Pick out and copy every line below that contains the word "basketball", treating uppercase and lowercase letters as different.
— start —
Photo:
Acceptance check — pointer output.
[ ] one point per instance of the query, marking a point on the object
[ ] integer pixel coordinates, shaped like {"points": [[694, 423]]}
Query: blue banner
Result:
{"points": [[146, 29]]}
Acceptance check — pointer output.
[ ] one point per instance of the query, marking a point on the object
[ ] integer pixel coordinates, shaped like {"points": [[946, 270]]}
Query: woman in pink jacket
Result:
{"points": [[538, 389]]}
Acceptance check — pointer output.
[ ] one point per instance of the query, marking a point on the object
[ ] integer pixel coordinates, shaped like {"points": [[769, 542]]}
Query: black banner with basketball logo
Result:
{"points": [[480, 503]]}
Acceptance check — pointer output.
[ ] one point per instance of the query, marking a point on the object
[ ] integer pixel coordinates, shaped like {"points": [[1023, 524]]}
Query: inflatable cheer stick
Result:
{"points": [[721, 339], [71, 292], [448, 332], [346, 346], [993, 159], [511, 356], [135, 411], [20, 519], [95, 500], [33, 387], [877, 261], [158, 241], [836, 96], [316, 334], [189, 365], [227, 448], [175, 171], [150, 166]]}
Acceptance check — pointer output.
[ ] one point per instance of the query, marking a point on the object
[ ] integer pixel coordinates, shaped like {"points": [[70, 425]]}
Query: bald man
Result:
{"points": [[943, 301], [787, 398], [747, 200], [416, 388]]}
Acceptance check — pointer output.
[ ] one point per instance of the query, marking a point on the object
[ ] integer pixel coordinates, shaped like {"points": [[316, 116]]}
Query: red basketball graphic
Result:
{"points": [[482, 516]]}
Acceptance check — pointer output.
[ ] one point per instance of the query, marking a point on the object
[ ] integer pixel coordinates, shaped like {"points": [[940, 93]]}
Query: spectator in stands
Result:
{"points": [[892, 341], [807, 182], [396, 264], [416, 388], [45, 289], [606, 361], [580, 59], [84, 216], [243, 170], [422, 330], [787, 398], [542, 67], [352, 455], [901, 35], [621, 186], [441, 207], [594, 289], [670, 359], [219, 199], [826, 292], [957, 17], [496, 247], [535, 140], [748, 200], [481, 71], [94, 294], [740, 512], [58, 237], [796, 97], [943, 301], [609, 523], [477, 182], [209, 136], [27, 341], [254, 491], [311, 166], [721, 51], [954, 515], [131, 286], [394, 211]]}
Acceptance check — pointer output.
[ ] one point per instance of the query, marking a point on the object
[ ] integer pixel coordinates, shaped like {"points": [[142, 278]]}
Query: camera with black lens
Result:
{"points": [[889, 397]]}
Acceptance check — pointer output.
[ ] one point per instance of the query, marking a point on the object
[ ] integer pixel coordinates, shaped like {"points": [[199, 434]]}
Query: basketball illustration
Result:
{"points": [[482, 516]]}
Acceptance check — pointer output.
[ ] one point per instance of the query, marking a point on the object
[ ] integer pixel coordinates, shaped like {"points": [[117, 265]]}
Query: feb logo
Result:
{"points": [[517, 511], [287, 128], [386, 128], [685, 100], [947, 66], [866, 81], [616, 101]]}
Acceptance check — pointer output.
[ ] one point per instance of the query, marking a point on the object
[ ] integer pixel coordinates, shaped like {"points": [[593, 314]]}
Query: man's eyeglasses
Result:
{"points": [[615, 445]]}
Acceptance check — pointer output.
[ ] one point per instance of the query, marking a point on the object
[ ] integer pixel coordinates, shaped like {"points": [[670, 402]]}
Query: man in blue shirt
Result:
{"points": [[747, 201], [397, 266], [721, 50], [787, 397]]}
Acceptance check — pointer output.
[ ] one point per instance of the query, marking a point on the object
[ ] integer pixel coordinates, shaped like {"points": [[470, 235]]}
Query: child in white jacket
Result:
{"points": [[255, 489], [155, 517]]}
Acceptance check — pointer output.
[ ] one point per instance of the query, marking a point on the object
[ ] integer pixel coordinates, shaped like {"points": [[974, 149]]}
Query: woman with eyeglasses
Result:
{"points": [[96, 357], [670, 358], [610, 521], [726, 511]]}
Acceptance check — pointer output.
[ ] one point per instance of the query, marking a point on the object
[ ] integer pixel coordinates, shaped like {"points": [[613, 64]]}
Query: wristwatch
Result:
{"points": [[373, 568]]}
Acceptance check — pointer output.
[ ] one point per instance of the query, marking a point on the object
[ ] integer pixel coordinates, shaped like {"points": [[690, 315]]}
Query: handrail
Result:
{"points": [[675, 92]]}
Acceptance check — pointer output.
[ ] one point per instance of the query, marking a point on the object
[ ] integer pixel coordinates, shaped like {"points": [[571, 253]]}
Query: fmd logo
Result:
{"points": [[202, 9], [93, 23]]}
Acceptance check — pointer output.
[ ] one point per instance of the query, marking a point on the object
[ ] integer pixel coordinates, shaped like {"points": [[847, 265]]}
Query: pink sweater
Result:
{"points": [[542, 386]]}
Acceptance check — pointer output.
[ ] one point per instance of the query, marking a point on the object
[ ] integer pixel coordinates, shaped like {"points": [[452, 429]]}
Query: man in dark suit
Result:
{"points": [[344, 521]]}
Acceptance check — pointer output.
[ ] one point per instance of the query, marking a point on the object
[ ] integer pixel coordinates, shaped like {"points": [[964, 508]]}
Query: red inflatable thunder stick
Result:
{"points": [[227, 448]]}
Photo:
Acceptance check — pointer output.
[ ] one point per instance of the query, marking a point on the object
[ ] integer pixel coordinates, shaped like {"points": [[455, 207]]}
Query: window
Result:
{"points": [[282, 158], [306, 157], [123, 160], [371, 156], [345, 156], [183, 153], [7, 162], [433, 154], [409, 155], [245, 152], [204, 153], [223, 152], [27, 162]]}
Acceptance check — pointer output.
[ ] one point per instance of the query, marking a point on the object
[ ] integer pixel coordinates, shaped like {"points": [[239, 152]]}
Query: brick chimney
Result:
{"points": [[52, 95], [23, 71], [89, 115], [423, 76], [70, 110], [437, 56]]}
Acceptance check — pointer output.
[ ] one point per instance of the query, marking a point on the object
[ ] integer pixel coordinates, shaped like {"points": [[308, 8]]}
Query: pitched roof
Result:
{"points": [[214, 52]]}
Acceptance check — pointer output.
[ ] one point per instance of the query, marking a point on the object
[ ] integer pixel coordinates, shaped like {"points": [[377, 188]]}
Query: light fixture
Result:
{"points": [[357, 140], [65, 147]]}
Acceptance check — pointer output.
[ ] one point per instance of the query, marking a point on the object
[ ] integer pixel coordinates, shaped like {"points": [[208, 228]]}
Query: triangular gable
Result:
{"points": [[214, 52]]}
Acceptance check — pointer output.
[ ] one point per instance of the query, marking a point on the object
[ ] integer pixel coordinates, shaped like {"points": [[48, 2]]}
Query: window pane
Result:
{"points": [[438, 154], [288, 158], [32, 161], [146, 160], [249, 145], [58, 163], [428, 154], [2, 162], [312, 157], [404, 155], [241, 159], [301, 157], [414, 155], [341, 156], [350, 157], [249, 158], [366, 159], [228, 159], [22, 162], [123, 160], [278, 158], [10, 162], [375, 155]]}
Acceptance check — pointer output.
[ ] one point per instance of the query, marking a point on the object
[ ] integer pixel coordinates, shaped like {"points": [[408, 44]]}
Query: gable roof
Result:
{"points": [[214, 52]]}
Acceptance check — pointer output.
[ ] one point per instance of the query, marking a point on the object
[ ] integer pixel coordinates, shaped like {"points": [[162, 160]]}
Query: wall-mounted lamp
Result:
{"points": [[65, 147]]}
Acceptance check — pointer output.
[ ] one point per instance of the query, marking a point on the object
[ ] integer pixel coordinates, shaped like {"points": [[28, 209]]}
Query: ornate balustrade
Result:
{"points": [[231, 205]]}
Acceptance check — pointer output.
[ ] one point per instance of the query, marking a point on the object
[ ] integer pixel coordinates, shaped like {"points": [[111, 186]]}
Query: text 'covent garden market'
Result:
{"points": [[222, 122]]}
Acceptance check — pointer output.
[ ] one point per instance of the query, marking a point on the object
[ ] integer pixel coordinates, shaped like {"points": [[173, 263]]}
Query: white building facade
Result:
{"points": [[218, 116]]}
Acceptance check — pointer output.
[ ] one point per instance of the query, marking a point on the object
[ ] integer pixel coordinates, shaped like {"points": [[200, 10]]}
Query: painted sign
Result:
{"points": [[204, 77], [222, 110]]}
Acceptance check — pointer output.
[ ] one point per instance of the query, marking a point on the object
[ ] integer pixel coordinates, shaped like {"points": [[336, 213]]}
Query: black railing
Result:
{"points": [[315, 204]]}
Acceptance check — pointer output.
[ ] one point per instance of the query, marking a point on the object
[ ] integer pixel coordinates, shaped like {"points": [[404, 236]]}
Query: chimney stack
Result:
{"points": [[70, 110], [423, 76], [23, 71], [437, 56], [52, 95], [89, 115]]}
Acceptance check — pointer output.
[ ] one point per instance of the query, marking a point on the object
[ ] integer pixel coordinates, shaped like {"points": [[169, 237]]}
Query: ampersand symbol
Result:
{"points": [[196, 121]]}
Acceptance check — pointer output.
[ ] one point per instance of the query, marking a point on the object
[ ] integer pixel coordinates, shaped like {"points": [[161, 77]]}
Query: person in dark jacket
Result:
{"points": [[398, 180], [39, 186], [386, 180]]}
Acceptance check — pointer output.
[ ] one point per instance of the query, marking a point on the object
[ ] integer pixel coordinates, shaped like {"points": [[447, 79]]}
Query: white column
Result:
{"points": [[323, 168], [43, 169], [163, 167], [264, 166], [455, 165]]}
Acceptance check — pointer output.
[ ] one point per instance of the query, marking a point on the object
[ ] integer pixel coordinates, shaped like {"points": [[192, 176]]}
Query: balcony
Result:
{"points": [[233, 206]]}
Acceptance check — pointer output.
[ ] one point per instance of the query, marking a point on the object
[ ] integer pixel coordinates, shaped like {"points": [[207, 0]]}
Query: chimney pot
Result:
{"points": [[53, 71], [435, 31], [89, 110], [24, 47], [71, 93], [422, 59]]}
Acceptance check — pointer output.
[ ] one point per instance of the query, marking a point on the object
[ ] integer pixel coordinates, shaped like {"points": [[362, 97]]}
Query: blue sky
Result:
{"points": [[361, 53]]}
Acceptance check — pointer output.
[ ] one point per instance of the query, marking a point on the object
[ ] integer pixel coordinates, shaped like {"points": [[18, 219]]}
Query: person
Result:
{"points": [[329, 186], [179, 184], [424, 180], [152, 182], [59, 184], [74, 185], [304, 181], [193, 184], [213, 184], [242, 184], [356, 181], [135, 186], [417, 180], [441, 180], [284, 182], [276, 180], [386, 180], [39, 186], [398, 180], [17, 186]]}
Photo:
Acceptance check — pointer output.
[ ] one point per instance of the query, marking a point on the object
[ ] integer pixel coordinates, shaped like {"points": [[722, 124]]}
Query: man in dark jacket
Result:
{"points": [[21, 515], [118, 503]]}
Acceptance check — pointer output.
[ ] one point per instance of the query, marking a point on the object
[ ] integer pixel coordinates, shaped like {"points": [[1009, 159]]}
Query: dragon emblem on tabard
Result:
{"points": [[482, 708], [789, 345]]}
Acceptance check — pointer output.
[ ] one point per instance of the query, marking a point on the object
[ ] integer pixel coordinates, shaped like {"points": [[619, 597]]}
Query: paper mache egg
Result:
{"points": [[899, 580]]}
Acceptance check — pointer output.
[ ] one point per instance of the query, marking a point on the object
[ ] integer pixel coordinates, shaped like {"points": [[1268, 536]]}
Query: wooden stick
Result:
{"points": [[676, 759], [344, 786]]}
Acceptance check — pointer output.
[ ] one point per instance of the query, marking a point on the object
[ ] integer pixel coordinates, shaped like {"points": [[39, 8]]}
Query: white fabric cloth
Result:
— end —
*Result:*
Query: black banner with basketball logo
Query: red basketball graphic
Query: basketball illustration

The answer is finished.